== DOCUMENT SECTION ==
::::
The Human Pangenome Reference Consortium asked the scientific community to submit assemblies for the HG002 assembly comparision project.
Background: The Human Reference Pangenome Consortium has organized a collection of HG002 (NA24385) data to guide the development of new assembly and evaluation strategies for our reference production efforts.
We accepted assembly submissions for evaluation until March 16, 2020.
Details below. Please contact Karen Miga (firstname.lastname@example.org) and Erich Jarvis (email@example.com) for details about submitted assemblies.
The HPRC HG002-Data Freeze v1.0 is described here:
Participating groups are recommended to use a subset of the overall data release (Downsampled data):
Please note that we have included four flow cells of PacBio HiFi data (2x 15kb and 2x 20kb) to match our anticipated read length and quality in current production. However, teams are welcome to use 4x 15kb HiFi data if their method performance is improved with read libraries of similar length.
We are requesting assembly submissions using the downsampled data, since it will most closely resemble our production data types. However, we also welcome additional assembly efforts using any combination of data from full HG002 Data Freeze v1.0.
Acceptable submission formats for HG002
Submitted assemblies utilized the following formats. No more than one assembly per group was submitted, although investigators were allowed to submit more than one of the following formats.
(1) Primary unphased assembly: A single fasta file (no base qualities) in which each contig / scaffold is unphased and the assembly is expected to be approximately the haploid size of the genome. Contigs / scaffolds must have unique names, defined by the first word in the the header line of each sequence record. e.g. a header line ‘>chr_1 other stuff\n’ would have the name ‘chr_1’ which must be unique.
(2) Primary + Secondary assembly: Two fasta files, one as in (1), the second a series of alternate contigs/scaffolds representing alternates haplotypes where the assembler has an alternative, but no attempt is made to specify the complete chromosome phasing. To identify the correspondence between the sequences in the primary assembly file and the secondary assembly file please append to chromosome names the following tags:
“pri” for a primary sequence.
“alt” for a secondary sequence.
::::
== PROVIDED DATA ==
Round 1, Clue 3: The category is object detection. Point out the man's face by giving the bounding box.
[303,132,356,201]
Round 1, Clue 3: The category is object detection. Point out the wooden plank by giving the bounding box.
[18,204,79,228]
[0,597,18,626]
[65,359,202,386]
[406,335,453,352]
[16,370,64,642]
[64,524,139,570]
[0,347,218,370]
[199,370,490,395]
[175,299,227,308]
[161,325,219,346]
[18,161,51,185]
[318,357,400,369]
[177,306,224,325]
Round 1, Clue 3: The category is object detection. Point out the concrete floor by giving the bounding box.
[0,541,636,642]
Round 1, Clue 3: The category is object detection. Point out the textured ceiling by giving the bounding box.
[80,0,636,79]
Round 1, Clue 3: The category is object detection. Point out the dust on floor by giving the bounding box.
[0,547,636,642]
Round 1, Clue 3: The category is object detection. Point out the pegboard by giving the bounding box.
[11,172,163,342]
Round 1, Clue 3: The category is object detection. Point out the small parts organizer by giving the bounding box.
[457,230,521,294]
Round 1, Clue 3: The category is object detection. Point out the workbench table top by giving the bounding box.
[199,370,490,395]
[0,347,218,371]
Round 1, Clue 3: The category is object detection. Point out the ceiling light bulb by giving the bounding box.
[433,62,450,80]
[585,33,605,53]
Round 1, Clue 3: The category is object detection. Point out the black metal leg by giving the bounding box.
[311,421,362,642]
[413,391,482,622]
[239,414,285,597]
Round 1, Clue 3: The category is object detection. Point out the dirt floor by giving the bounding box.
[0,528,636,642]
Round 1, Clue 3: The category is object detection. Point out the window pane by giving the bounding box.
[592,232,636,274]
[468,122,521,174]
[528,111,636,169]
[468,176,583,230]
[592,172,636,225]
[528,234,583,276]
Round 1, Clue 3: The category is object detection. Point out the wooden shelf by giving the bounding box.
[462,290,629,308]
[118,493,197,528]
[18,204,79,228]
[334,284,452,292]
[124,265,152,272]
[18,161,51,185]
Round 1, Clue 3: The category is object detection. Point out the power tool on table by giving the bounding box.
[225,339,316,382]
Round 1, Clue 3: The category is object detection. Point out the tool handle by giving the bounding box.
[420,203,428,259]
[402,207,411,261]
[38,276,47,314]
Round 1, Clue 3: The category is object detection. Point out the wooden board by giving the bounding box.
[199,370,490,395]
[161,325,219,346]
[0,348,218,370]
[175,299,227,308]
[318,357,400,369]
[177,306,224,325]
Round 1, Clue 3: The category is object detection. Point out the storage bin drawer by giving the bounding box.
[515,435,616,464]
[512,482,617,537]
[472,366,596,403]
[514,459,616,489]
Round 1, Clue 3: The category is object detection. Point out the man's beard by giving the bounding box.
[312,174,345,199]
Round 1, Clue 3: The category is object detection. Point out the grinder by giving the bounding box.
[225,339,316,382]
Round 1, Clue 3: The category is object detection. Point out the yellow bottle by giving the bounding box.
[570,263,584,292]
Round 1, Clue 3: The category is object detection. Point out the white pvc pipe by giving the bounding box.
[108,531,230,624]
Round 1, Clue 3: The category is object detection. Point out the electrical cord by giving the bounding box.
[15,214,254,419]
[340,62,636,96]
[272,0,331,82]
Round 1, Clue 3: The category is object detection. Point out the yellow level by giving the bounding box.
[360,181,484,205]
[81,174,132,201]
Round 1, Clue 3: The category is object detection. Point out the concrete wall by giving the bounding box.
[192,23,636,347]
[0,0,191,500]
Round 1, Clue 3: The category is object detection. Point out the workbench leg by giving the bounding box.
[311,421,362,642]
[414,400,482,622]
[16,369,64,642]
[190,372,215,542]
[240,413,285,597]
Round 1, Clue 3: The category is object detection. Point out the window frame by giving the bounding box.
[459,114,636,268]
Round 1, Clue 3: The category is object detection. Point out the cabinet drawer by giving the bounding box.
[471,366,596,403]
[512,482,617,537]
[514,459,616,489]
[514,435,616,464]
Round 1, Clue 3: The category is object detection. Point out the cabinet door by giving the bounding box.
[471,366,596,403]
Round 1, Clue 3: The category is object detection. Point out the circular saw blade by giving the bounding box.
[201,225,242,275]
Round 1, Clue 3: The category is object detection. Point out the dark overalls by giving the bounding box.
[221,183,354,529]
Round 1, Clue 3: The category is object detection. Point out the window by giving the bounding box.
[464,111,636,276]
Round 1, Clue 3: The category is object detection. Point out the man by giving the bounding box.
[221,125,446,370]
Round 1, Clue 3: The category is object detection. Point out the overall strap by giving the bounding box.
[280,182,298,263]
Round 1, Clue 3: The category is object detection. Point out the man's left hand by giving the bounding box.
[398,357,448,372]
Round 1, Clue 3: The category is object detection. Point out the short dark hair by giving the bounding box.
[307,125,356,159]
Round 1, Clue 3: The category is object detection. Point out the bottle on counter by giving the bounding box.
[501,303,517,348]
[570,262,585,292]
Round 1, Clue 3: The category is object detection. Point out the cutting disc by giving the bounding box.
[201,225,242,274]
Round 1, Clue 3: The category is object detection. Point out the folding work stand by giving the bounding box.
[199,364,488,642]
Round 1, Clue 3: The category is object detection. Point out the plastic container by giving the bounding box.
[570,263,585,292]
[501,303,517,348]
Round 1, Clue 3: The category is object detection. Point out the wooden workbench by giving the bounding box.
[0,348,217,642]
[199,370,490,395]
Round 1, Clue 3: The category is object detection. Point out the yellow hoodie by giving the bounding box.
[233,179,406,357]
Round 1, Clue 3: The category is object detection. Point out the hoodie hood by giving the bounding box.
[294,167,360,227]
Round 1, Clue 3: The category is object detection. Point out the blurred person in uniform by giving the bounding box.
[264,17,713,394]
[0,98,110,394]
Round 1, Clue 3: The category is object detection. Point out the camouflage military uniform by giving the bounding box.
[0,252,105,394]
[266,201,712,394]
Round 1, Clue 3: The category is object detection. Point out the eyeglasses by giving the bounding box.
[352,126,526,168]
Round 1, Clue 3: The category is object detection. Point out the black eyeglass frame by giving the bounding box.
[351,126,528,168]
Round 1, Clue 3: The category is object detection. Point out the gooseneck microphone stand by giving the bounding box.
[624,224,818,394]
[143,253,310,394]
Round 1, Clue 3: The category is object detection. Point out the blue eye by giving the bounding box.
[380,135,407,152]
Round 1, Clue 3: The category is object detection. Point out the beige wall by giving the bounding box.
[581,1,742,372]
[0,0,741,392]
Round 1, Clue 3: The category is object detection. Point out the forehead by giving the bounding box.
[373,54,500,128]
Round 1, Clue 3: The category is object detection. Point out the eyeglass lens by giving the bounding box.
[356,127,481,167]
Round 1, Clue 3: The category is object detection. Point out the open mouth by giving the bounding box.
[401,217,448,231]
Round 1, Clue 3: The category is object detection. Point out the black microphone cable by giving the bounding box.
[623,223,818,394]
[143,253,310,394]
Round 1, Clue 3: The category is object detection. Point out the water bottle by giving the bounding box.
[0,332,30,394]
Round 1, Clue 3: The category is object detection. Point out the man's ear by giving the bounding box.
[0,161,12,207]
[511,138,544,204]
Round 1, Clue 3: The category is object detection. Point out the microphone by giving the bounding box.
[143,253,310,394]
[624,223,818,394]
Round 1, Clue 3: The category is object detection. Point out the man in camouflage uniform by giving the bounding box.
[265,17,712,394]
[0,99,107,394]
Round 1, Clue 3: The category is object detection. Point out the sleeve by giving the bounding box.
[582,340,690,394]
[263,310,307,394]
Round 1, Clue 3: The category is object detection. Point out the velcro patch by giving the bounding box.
::::
== TASKS TO CARRY OUT ==
#1 According to the HG002 assembly submission page, until what date were assembly submissions accepted for evaluation?
#2 Continue the HG002 assembly submission page from its last line.
The entries have nothing to do with what comes next.

== ACTIVITY ANSWERS ==
#1 March 16, 2020.

#2
Thus for a sequence named “chr_1” in the primary file with an alternative representation in the secondary file you would include a header line (minimally) “>chr_1pri\n” for the sequence in the primary file and a header line (minimally) “>chr_1alt\n” for the sequence in the secondary file. Using these tags will help us keep track should we choose to merge files, and maintain a unique sequence naming space.
(3) Phased assembly: two fastas, with each contig/scaffold having a corresponding contig/scaffold in the other file, and with the expectation that they represent the two haplotypes at that location. Combined file size is expected to be approximately the size of the diploid genome. This format should be especially useful for fully phased chromosome scale assemblies.
For this format please use suffix tags “hap1” and “hap2”, in analogy to the naming scheme in (2), where the sequence names in first first file will be appended “hap1” and the sequence names in the second file will be appended with “hap2”. Where parental information was used to phase the genomes you are encouraged to submit paternal chromosomes as “hap1” and maternal chromosomes as “hap2”. For submissions that do not use parental information it is understood that the partition into “hap1” and “hap2” is arbitrary.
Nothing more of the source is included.